- **PASSAGE SHOWN**

Code Intelligence (22 tools)

Formal verification, semantic analysis, runtime intelligence, mutation testing, supply chain, and quality gates — all wired as structured tool integrations, surfaced in the TUI CodeIntelligenceScreen (accessible via /ci command palette or forge tui --screen ci).

Tool Role Mode TUI
bandit Security analysis Hard gate
semgrep Secrets + security rules Hard gate (p/secrets)
pip_audit CVE scanning Hard gate — no HIGH/CRITICAL CVEs
pyupgrade Python version upgrade Auto-fix
radon Complexity analysis Hard gate CC > 10
vulture Dead code detection Hard gate ≥80% confidence
griffe API contract drift Hard gate
deptry Dependency analysis Missing dep = hard gate
cyclonedx SBOM generation Artifact — CycloneDX JSON per build
crosshair Static contract proving Hard gate — no violations
hypothesis Property-based test generation Advisory — enriches test coverage
mutmut Mutation testing Hard gate — score ≥ 70%
jedi Semantic callers/inference Blast-radius analysis
rope Semantic refactoring Safe renames/moves
memray Memory profiling Advisory feedback
pyspy CPU sampling Advisory feedback
otel OpenTelemetry tracing Traces on test failure
pyright Type checking Hard gate — wired in coder
ctags Symbol index Navigation
atlas Schema migration Migration files

Skills

Skills are reusable knowledge stored in ~/.forge/skills/ and ~/.hermes/skills/. They teach agents how to use the tools — thresholds, patterns, error interpretation. They are loaded on demand per agent role.

forge --list-skills

Agent Role Skills

Skill Teaches
reviewer 10-gate hierarchy, evidence formatting, blocking failure strings
test-writer Property-based vs example-based thinking, mutmut loop, Hypothesis patterns
coder TDD discipline, minimal fix, pyupgrade + crosshair in TDD loop

Quality Gate Skills

Skill Teaches
bandit B301/B303/B310/B608 patterns, fix templates, rejection strings
radon CC sources (nested conditionals, boolean expressions), refactor patterns
vulture 80% confidence rule, speculative code detection
pyright TypedDict/Generic/Protocol patterns, type annotation discipline
mutmut Survivor interpretation, test-to-kill mapping, threshold philosophy
crosshair PEP 316 contract syntax, counterexample reading
hypothesis Strategy map, invariant testing, @given/@settings patterns
pip-audit CVE severity mapping, auto-fix strategy
griffe Drift detection, contract comparison logic

Semantic Skills

Skill Teaches
jedi find_callers/get_inference vs grep, reference fields, limitations
rope rename/extract/inline vs string-replace, safe refactor pattern

Stack Skills

Skill Teaches
fastapi Project structure, route patterns, Pydantic v2, dependency injection
postgres Soft deletes, audit logging, JSONB, multi-tenancy, indexing

TUI

Launch with forge tui — full-screen Textual interface with 6 screens.

- **WORK INSTRUCTION**
In the Code Intelligence passage, what mutation testing score does mutmut require to pass its hard gate?

- **RECORDS**

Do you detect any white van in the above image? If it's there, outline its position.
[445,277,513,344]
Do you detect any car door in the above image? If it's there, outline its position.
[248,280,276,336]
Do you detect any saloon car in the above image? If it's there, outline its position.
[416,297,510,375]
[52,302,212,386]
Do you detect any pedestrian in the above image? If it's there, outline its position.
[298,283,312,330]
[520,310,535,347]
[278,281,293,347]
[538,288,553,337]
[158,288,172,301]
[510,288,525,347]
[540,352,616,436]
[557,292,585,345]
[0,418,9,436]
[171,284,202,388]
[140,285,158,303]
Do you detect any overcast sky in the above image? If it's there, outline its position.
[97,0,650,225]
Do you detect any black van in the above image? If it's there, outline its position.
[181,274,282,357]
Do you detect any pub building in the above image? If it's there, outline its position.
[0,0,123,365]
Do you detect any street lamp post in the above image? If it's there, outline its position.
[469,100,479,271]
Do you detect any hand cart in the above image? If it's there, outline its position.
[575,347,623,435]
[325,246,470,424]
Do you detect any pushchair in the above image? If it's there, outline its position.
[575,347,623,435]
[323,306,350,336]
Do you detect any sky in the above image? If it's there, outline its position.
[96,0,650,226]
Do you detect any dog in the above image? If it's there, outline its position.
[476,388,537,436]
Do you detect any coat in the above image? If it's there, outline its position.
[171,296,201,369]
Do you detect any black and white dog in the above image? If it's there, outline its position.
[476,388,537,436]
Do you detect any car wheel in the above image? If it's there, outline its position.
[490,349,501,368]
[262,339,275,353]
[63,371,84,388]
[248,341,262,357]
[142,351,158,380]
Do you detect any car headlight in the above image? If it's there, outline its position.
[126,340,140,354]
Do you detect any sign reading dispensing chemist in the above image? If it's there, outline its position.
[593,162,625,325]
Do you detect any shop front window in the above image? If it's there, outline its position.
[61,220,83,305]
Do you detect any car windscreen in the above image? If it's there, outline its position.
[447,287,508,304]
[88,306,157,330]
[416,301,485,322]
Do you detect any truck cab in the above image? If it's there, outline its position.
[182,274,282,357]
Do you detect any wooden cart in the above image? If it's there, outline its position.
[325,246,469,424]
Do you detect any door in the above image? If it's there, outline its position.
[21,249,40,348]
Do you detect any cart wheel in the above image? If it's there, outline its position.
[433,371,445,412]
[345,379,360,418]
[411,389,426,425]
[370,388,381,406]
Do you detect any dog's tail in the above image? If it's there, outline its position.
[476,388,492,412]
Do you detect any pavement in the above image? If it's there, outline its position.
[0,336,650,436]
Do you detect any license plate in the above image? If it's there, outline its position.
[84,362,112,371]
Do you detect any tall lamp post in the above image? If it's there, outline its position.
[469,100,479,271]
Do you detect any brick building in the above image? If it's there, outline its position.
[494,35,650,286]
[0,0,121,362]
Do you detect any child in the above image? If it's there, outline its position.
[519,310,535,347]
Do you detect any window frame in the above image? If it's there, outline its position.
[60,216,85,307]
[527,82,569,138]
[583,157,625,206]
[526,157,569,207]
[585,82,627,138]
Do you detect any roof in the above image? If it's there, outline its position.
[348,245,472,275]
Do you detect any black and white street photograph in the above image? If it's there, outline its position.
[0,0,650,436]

- **RESPONSE**
A score of at least 70%.